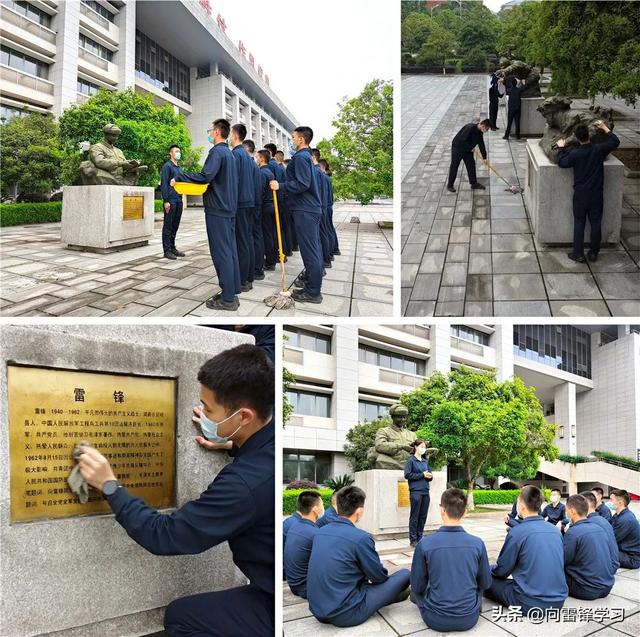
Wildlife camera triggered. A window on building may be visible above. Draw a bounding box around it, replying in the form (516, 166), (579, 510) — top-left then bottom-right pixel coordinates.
(282, 449), (331, 484)
(0, 46), (49, 80)
(358, 344), (426, 376)
(82, 0), (114, 22)
(451, 325), (489, 345)
(358, 400), (389, 422)
(136, 31), (191, 104)
(287, 389), (331, 418)
(2, 0), (51, 28)
(80, 33), (113, 62)
(78, 77), (100, 95)
(284, 326), (331, 354)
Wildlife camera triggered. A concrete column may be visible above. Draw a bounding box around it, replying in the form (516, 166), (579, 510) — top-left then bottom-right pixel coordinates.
(116, 0), (136, 91)
(490, 324), (513, 381)
(49, 2), (80, 117)
(427, 323), (451, 376)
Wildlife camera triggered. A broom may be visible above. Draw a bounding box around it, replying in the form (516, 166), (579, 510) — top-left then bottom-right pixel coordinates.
(264, 190), (296, 310)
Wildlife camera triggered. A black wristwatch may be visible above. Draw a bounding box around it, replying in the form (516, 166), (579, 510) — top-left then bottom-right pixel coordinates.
(102, 480), (122, 498)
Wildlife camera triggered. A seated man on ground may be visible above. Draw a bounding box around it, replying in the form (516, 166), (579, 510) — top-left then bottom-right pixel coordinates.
(307, 486), (409, 627)
(411, 489), (491, 632)
(485, 486), (569, 614)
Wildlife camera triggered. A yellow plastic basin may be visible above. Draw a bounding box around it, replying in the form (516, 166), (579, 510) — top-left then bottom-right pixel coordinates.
(174, 181), (209, 195)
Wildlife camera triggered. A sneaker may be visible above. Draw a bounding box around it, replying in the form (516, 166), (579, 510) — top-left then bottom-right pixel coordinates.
(205, 296), (240, 312)
(291, 290), (322, 303)
(567, 252), (586, 263)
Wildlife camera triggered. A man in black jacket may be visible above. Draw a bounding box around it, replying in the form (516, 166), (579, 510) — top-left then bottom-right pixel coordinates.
(447, 119), (491, 192)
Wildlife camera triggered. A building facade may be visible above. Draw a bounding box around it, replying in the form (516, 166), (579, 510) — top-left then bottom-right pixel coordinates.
(283, 324), (640, 482)
(0, 0), (297, 157)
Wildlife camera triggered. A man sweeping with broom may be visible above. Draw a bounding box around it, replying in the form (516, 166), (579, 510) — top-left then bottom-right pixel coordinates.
(265, 126), (322, 305)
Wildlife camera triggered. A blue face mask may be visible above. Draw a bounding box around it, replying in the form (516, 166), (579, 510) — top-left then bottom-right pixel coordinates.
(200, 409), (242, 444)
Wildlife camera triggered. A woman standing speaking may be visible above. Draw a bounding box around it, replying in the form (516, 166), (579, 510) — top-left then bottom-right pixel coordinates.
(404, 438), (433, 546)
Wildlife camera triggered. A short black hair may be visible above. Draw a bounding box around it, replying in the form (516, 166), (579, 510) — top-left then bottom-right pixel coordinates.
(336, 487), (367, 518)
(520, 484), (542, 513)
(566, 495), (589, 518)
(580, 491), (596, 509)
(440, 490), (467, 520)
(609, 489), (631, 506)
(213, 119), (231, 139)
(296, 491), (322, 515)
(293, 126), (313, 144)
(231, 124), (247, 142)
(198, 344), (275, 420)
(258, 148), (271, 164)
(573, 124), (589, 142)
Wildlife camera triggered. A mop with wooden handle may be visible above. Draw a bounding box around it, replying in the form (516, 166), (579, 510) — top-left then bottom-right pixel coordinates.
(264, 190), (296, 310)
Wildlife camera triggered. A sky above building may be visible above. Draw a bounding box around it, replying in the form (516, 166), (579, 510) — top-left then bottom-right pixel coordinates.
(218, 0), (400, 141)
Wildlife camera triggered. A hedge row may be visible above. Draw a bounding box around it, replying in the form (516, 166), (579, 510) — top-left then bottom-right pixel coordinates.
(0, 199), (162, 227)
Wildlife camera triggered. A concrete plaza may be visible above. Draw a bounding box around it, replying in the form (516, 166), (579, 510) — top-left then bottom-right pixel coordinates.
(0, 201), (393, 317)
(283, 509), (640, 637)
(401, 75), (640, 316)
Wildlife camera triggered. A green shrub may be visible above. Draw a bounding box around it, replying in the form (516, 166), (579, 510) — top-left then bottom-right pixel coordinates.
(282, 489), (333, 515)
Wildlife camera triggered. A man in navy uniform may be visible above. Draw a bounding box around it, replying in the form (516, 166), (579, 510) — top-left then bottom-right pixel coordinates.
(79, 345), (275, 637)
(611, 489), (640, 568)
(160, 144), (184, 260)
(282, 491), (324, 599)
(242, 139), (264, 281)
(171, 119), (240, 312)
(447, 119), (491, 192)
(556, 121), (620, 263)
(591, 487), (613, 523)
(485, 486), (568, 614)
(411, 489), (491, 632)
(231, 124), (255, 292)
(580, 491), (620, 575)
(563, 495), (615, 599)
(307, 486), (409, 627)
(271, 126), (323, 303)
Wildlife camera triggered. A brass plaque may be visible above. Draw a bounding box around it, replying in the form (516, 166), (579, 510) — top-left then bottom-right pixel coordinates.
(398, 480), (411, 509)
(7, 365), (176, 522)
(122, 197), (144, 221)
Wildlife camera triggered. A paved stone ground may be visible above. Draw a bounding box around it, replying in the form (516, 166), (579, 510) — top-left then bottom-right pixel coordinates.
(0, 202), (393, 317)
(283, 512), (640, 637)
(402, 75), (640, 316)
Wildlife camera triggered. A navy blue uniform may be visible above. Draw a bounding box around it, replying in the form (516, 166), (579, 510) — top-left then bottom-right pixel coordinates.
(447, 123), (487, 188)
(176, 142), (240, 302)
(564, 519), (615, 599)
(282, 518), (318, 599)
(486, 515), (569, 613)
(280, 147), (322, 296)
(160, 161), (182, 252)
(558, 133), (620, 256)
(611, 508), (640, 568)
(316, 506), (339, 528)
(404, 456), (431, 542)
(107, 421), (275, 637)
(232, 144), (256, 285)
(411, 526), (491, 632)
(308, 516), (409, 627)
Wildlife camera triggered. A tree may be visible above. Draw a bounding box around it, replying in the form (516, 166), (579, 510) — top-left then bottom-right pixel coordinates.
(0, 113), (61, 201)
(318, 80), (393, 205)
(400, 367), (558, 510)
(59, 89), (202, 187)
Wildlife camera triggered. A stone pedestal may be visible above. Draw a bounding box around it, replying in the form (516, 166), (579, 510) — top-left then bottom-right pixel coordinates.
(60, 186), (154, 253)
(0, 324), (253, 637)
(524, 140), (624, 244)
(355, 469), (447, 535)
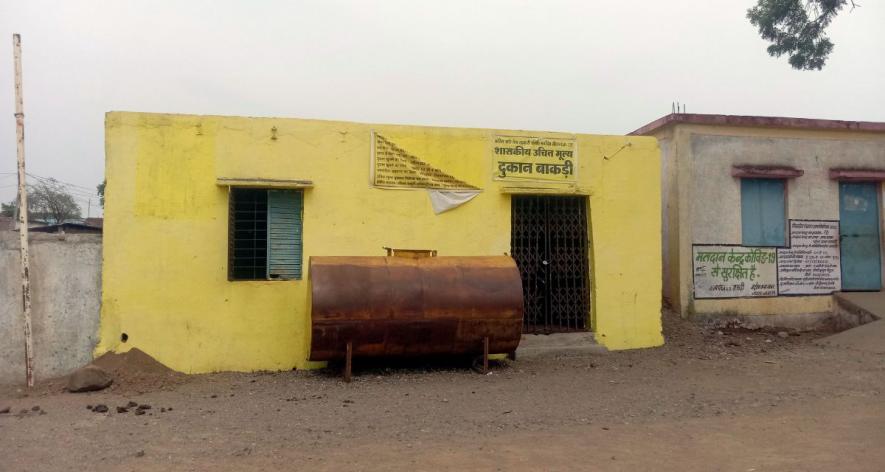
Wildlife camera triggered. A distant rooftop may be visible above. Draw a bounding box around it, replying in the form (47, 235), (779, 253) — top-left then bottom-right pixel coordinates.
(630, 113), (885, 136)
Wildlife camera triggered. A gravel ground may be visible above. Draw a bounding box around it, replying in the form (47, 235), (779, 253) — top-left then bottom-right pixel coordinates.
(0, 314), (885, 472)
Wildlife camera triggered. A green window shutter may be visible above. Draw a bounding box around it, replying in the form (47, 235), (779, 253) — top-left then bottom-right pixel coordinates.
(741, 179), (787, 246)
(267, 190), (303, 280)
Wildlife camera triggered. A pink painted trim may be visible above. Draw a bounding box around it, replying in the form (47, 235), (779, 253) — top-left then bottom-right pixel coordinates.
(830, 169), (885, 182)
(731, 166), (805, 179)
(630, 113), (885, 136)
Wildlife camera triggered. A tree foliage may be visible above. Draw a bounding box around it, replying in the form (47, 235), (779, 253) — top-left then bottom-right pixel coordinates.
(2, 179), (81, 224)
(747, 0), (857, 70)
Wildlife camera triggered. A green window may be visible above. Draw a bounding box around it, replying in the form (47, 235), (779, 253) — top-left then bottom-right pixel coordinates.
(228, 188), (303, 280)
(741, 179), (787, 246)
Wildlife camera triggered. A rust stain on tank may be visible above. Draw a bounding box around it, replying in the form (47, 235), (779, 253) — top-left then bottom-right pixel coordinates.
(310, 256), (523, 361)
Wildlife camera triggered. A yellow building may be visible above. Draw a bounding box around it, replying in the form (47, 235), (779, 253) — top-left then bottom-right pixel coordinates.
(96, 112), (663, 373)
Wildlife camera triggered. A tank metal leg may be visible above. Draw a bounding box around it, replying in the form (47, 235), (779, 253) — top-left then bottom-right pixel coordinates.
(482, 336), (489, 374)
(344, 342), (353, 382)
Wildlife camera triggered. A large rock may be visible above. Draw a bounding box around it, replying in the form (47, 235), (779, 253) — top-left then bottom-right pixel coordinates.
(68, 364), (114, 392)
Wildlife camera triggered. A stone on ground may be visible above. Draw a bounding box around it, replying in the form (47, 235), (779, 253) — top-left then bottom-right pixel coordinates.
(68, 364), (114, 392)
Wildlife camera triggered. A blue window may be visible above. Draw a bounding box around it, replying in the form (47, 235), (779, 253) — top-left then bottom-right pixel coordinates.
(228, 188), (303, 280)
(741, 179), (787, 246)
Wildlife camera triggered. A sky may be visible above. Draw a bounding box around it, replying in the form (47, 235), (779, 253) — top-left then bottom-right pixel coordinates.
(0, 0), (885, 216)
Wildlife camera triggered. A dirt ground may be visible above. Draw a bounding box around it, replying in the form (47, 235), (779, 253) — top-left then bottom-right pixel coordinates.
(0, 315), (885, 472)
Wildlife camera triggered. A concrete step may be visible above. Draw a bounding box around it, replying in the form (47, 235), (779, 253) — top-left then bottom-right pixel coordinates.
(516, 331), (608, 359)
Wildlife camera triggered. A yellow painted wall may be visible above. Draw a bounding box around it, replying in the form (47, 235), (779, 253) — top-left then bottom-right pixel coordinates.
(96, 112), (663, 373)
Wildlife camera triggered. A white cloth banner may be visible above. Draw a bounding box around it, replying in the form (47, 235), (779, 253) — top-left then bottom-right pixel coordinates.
(427, 190), (479, 215)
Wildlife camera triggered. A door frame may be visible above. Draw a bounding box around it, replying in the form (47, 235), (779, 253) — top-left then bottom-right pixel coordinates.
(836, 180), (885, 292)
(510, 192), (595, 334)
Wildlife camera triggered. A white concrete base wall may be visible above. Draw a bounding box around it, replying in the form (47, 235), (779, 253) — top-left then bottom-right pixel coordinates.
(0, 231), (102, 384)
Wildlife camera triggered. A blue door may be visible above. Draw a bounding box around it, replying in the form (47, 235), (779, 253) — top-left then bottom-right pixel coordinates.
(839, 182), (882, 290)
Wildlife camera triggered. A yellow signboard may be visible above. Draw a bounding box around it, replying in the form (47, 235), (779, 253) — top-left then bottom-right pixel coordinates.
(372, 133), (478, 190)
(492, 135), (578, 182)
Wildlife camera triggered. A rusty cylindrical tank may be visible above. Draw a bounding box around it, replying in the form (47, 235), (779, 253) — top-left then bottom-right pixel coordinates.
(310, 256), (523, 361)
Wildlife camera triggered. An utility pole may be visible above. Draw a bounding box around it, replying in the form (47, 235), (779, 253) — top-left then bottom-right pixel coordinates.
(12, 34), (34, 387)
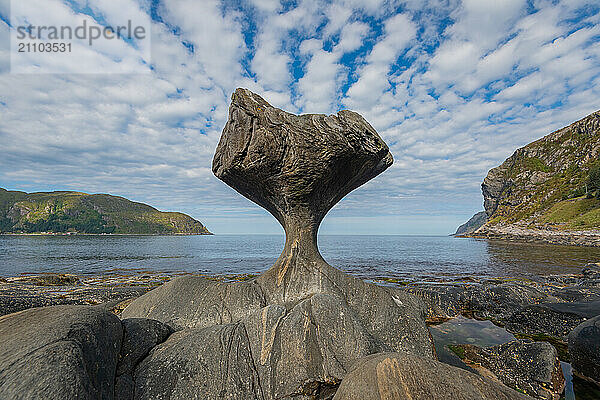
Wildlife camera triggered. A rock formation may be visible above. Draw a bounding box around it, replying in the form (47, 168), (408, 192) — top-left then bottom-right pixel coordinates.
(213, 89), (393, 303)
(333, 353), (532, 400)
(122, 89), (435, 399)
(0, 89), (540, 400)
(569, 315), (600, 385)
(453, 340), (565, 400)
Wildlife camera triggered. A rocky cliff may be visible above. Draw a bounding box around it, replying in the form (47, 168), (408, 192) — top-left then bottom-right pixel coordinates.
(476, 111), (600, 244)
(0, 188), (210, 235)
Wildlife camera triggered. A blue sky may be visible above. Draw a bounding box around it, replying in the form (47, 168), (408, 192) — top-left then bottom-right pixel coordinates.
(0, 0), (600, 234)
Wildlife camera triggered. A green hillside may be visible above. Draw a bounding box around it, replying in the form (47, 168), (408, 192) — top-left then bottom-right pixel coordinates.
(482, 112), (600, 231)
(0, 188), (210, 235)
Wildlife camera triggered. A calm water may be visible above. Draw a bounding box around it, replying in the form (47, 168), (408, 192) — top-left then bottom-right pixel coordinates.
(0, 235), (600, 280)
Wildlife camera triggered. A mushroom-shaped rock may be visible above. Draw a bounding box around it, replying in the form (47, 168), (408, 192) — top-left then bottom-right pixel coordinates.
(121, 89), (435, 400)
(213, 89), (393, 302)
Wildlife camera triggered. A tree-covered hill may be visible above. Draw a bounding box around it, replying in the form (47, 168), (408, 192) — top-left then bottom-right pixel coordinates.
(0, 188), (210, 235)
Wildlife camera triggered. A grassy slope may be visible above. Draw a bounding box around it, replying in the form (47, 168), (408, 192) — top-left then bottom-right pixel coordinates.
(488, 113), (600, 230)
(0, 189), (209, 234)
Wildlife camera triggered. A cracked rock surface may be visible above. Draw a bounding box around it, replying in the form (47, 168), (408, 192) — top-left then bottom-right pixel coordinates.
(455, 340), (565, 400)
(122, 89), (435, 399)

_REQUIREMENTS_: Update the records by changing "wristwatch" to "watch" and keeping everything else the same. Begin at the line that has "Wildlife camera triggered. A black", stop after the line that has "(0, 0), (297, 157)", and return only those lines.

_SOLUTION BELOW_:
Wildlife camera triggered. A black watch may be visible above. Draw a bounding box around it, replying in the form (516, 166), (579, 510) — top-left then bottom-right pixel coordinates.
(102, 480), (122, 498)
Wildlife camera triggered. A seated man on ground may be visible above. Draw a bounding box around it, replying in the form (516, 166), (579, 510) — top-left then bottom-right pixel coordinates.
(307, 486), (409, 627)
(411, 489), (491, 632)
(485, 486), (569, 614)
Wildlife camera triggered. A yellow plastic basin may be visible above. Draw a bounding box around it, replying in the form (516, 166), (579, 510) — top-left then bottom-right pixel coordinates.
(174, 181), (209, 195)
Wildlife camera triggered. A sneaker may be visible above. Draw a bounding box around it, replying in the form (516, 166), (579, 510) — top-left then bottom-right pixel coordinates.
(205, 296), (240, 312)
(291, 290), (322, 303)
(567, 252), (586, 263)
Wildlife camera triggered. A man in black jacket may be visible above. Draw a bounding box around it, replying in the form (516, 166), (579, 510) — top-left then bottom-right pixel coordinates.
(447, 119), (491, 192)
Wildlife camera triggered. A building facade may be visible above. Draw a bounding box around it, replying in the form (516, 166), (579, 510) — top-left then bottom-right pixel coordinates.
(283, 324), (640, 482)
(0, 0), (297, 157)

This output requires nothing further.